(Source data Opens)
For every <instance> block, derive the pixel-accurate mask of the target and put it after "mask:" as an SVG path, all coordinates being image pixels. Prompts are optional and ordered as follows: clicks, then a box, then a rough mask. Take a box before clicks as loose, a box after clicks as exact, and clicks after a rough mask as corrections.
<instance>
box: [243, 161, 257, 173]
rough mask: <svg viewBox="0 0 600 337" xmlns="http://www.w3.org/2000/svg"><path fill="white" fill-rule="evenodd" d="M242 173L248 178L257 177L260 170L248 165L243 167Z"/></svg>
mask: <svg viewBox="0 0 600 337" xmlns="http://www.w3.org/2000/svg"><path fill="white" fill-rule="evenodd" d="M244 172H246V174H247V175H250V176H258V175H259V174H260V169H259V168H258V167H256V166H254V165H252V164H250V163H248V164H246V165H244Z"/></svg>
(Source data Closes)
== Directions for this task ==
Reproduce the records above, swapping every "clicks" for "points" and leaving the rest untouched.

== Solved exercise ==
For every <instance> block, derive the pixel-accurate mask of the target and put it after "mask:" as an SVG path, all coordinates being image pixels. Prompts are optional and ordered as follows: points, then a box, then a rough mask. Take a box before points as loose, a box after points as exact, and points after a rough mask as corrections.
<instance>
box: [243, 161, 257, 173]
rough mask: <svg viewBox="0 0 600 337" xmlns="http://www.w3.org/2000/svg"><path fill="white" fill-rule="evenodd" d="M242 173L248 178L257 177L260 170L248 165L243 167Z"/></svg>
mask: <svg viewBox="0 0 600 337" xmlns="http://www.w3.org/2000/svg"><path fill="white" fill-rule="evenodd" d="M244 172H246V174H247V175H250V176H258V175H259V174H260V169H259V168H258V167H256V166H254V165H252V164H250V163H248V164H246V165H244Z"/></svg>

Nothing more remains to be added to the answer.